[[ Data in this exercise open ]]
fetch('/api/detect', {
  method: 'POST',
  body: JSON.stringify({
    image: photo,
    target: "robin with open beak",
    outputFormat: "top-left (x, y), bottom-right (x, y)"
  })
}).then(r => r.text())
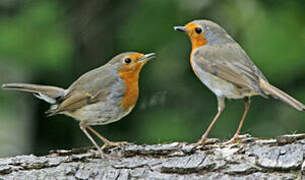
top-left (2, 52), bottom-right (155, 157)
top-left (174, 20), bottom-right (305, 145)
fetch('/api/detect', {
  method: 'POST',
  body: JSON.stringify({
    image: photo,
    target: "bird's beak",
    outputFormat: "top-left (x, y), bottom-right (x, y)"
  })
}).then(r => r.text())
top-left (174, 26), bottom-right (186, 32)
top-left (139, 53), bottom-right (156, 62)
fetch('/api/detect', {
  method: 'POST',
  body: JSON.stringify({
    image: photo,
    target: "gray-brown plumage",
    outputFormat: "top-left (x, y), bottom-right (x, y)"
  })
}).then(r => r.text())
top-left (2, 52), bottom-right (155, 157)
top-left (174, 19), bottom-right (305, 145)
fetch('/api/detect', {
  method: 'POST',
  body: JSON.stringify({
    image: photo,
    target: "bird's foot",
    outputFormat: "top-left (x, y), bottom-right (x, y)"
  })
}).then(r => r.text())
top-left (225, 136), bottom-right (239, 145)
top-left (101, 141), bottom-right (129, 150)
top-left (224, 134), bottom-right (252, 145)
top-left (195, 138), bottom-right (207, 147)
top-left (194, 138), bottom-right (219, 147)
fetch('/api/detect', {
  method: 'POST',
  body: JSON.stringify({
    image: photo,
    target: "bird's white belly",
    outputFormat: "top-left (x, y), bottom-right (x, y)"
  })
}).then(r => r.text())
top-left (192, 61), bottom-right (244, 99)
top-left (66, 101), bottom-right (132, 125)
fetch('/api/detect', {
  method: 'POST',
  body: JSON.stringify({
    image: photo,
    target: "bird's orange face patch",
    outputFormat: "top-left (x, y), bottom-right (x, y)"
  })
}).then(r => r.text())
top-left (184, 23), bottom-right (207, 50)
top-left (119, 53), bottom-right (145, 111)
top-left (119, 53), bottom-right (145, 73)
[[ Data in this exercise closed ]]
**About this task**
Reproduce the data above word for word, but leave the images out.

**Solved problem**
fetch('/api/detect', {
  method: 'POST',
  body: JSON.stringify({
    image: photo,
    target: "robin with open beak",
    outputFormat: "top-left (x, y), bottom-right (x, y)"
  })
}).then(r => r.text())
top-left (2, 52), bottom-right (155, 157)
top-left (174, 20), bottom-right (305, 145)
fetch('/api/detect', {
  method: 'POST',
  body: JSON.stringify({
    image: photo,
    target: "bird's beak",
    outputFormat: "top-left (x, y), bottom-right (x, y)"
  })
}).then(r => r.text())
top-left (174, 26), bottom-right (186, 32)
top-left (139, 53), bottom-right (156, 62)
fetch('/api/detect', {
  method: 'POST',
  body: JSON.stringify({
    image: photo,
    target: "gray-brown plumage",
    outputFormat: "top-left (x, y), bottom-right (x, y)"
  })
}).then(r => r.text())
top-left (2, 52), bottom-right (155, 157)
top-left (174, 19), bottom-right (305, 145)
fetch('/api/detect', {
  method: 'POST',
  body: JSON.stringify({
    image: photo,
    target: "bird's foot",
    outputFormat: "top-left (x, y), bottom-right (x, y)"
  })
}).then(r => r.text())
top-left (225, 136), bottom-right (239, 145)
top-left (101, 141), bottom-right (129, 150)
top-left (224, 134), bottom-right (252, 145)
top-left (195, 138), bottom-right (207, 147)
top-left (194, 138), bottom-right (219, 147)
fetch('/api/detect', {
  method: 'POST',
  body: JSON.stringify({
    image: photo,
    target: "bird's white belly",
    outputFormat: "top-left (x, y), bottom-right (x, y)"
  })
}).then(r => r.text())
top-left (192, 61), bottom-right (244, 99)
top-left (66, 101), bottom-right (132, 125)
fetch('/api/detect', {
  method: 'POST',
  body: JSON.stringify({
    image: photo,
    target: "bird's orange face patch",
    outputFormat: "top-left (x, y), bottom-right (x, y)"
  })
}).then(r => r.text())
top-left (184, 23), bottom-right (207, 50)
top-left (119, 53), bottom-right (145, 111)
top-left (119, 53), bottom-right (145, 73)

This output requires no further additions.